TASK: How many lines in the data below contain the string "slope"? Case counts. Reply with the number only.
>> begin DATA RECORDS
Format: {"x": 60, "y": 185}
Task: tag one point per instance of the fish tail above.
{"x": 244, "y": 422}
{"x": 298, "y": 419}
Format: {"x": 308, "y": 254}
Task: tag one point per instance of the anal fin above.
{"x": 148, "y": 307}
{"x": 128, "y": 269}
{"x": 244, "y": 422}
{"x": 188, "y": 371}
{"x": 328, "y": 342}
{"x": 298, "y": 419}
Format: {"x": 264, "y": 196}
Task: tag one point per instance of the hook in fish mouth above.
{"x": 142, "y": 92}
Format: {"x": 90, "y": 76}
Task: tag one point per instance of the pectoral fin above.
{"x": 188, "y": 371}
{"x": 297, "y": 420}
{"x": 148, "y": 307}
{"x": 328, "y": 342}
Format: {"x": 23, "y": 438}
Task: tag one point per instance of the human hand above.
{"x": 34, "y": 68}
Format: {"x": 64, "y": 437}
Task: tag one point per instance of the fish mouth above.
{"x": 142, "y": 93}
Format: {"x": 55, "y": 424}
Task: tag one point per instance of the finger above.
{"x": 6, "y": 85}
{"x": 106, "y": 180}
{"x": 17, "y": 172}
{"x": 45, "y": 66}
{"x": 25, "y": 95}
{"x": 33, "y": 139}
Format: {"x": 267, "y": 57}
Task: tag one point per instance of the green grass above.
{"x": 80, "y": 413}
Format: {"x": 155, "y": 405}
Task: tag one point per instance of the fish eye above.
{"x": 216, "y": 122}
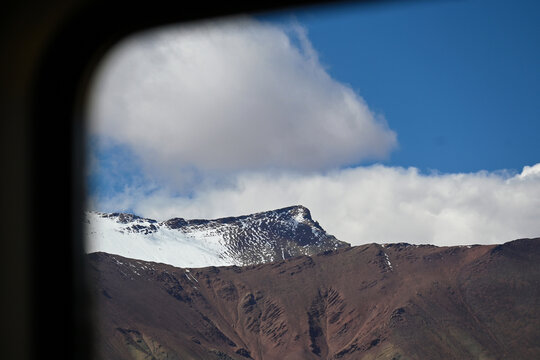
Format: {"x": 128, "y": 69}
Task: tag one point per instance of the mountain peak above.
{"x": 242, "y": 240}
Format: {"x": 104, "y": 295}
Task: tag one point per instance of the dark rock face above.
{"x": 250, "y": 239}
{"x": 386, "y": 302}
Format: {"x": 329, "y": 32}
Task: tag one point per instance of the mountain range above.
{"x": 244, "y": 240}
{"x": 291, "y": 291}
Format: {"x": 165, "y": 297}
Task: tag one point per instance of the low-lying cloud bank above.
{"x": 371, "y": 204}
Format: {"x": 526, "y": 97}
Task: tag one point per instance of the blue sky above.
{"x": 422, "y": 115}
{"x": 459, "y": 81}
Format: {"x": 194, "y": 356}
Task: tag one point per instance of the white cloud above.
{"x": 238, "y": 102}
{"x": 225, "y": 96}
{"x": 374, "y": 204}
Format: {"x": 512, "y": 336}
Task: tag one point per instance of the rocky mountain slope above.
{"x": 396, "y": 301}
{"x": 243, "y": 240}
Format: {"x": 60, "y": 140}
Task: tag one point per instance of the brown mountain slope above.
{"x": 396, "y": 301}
>> end DATA RECORDS
>> begin DATA RECORDS
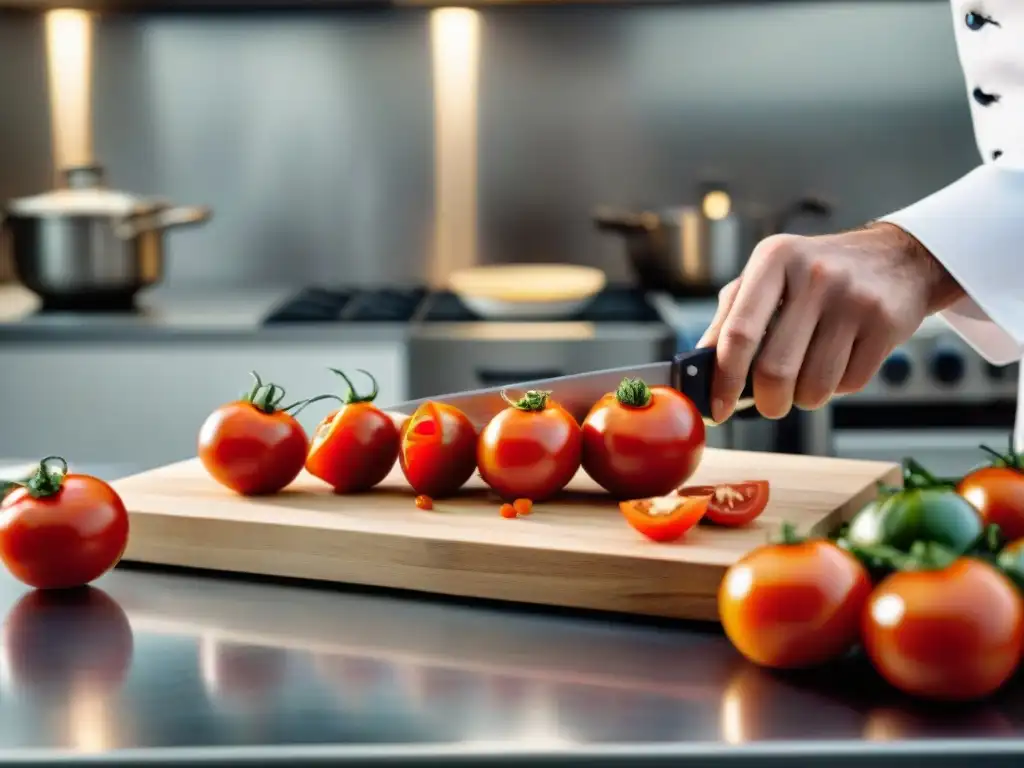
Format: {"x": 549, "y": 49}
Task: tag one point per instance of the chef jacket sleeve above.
>> end DATA RECORDS
>> begin DATA RECORDS
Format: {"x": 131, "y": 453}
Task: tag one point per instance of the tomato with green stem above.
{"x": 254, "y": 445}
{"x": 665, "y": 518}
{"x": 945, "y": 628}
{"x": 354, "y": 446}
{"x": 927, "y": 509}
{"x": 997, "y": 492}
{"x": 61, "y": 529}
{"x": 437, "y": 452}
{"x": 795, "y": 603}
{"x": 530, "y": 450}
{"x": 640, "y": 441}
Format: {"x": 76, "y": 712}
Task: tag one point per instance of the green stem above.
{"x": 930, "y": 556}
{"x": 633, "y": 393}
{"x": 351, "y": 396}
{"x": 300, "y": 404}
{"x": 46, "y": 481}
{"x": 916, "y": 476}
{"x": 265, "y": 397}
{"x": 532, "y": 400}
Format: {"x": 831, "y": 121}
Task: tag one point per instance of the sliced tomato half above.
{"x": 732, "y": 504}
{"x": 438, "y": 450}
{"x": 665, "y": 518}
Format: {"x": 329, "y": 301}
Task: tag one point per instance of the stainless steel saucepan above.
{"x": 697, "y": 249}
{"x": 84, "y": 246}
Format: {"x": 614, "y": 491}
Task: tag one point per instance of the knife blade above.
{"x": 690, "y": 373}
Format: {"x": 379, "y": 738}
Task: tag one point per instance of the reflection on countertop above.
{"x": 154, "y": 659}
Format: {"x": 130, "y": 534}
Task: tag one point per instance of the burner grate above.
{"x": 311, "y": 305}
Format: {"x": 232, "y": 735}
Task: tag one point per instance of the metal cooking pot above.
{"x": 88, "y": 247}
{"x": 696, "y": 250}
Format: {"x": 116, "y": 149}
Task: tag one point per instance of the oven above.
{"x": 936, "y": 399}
>> end DATA RECORDS
RESPONSE TO THIS EXERCISE: 2